**What is expected**: Please reproduce, word for word, the part of the discussion text below that opens with the words containing "This announcement perhaps" and closes with "its target audience.".

**Source text**:
■ ■ ■ ■ ■

The Kleisi system (pdf) looks interesting too.

Heterogenous collections

From the paper:

Our sets, bags and lists are homogenous. In order to mix objects of different types in a set, bag or list it is necessary to inject these objects into a variant type.

I started working through the HList paper a short while ago, and while I've not got all the way through it yet I believe it offers an interesting approach to the problem of typing heterogenous collections (albeit one that reminds me eerily of some of the tricks performed by Alexandrescu with the C++ template system).

I am pleased to see that the Kleisli paper addresses the question of data exchange (and self-describing data exchange at that) without making the usual gestures of obeisance towards XML. The structures under discussion - nested bags, sets and tuples - seem similar to those Hans Reiser has been looking at. There is a drive there in a similar direction: away from layering data structures on top of some existing data model, and towards developing new (combinations of) structural primitives that can express complex and variable structures in a more tractable way.

A major event

This announcement perhaps marks one of the major events in programming language history, which go on to shape the field for decades to come. It's wonderful to see Philip Wadler at the center of this effort; he is one of the few who have the broad experience and credibility to make it a success.

I certainly hope that the Links syntax will be inspired by the C/Java/Pascal/Python school rather than Haskell, ML, Scheme, or (worse) XML. The later languages are far from mainstream programming practice and would needlessly inhibit the language's adoption by the practical folks who are its target audience.

It is certainly unrealistic to expect that a pure functional language would succeed in the mainstream. A better tradeoff is a language with monadic effects types (but retaining mainstream syntax -- not Haskell "do" notation) which enable general imperative programs to be written naturally, and the scope of their effects clearly delimited so that the language retains a powerful and usable functional core.

Perhaps I'm confused

What exactly is important about this? Is it that it's Philip Wadler? I ask because I didn't see anything in either of the PDFs that seemed new, and I'm unclear why we need yet another web-specific language.

■ ■ ■ ■ ■

**Dataset content**:
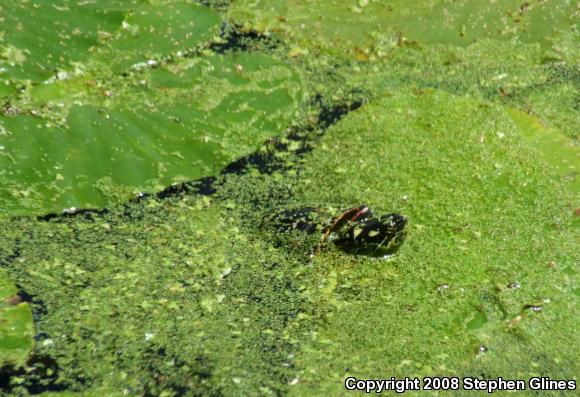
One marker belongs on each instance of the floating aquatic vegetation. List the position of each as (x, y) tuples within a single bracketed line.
[(16, 327), (88, 137)]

■ ■ ■ ■ ■

**Solved exercise**:
This announcement perhaps marks one of the major events in programming language history, which go on to shape the field for decades to come. It's wonderful to see Philip Wadler at the center of this effort; he is one of the few who have the broad experience and credibility to make it a success.

I certainly hope that the Links syntax will be inspired by the C/Java/Pascal/Python school rather than Haskell, ML, Scheme, or (worse) XML. The later languages are far from mainstream programming practice and would needlessly inhibit the language's adoption by the practical folks who are its target audience.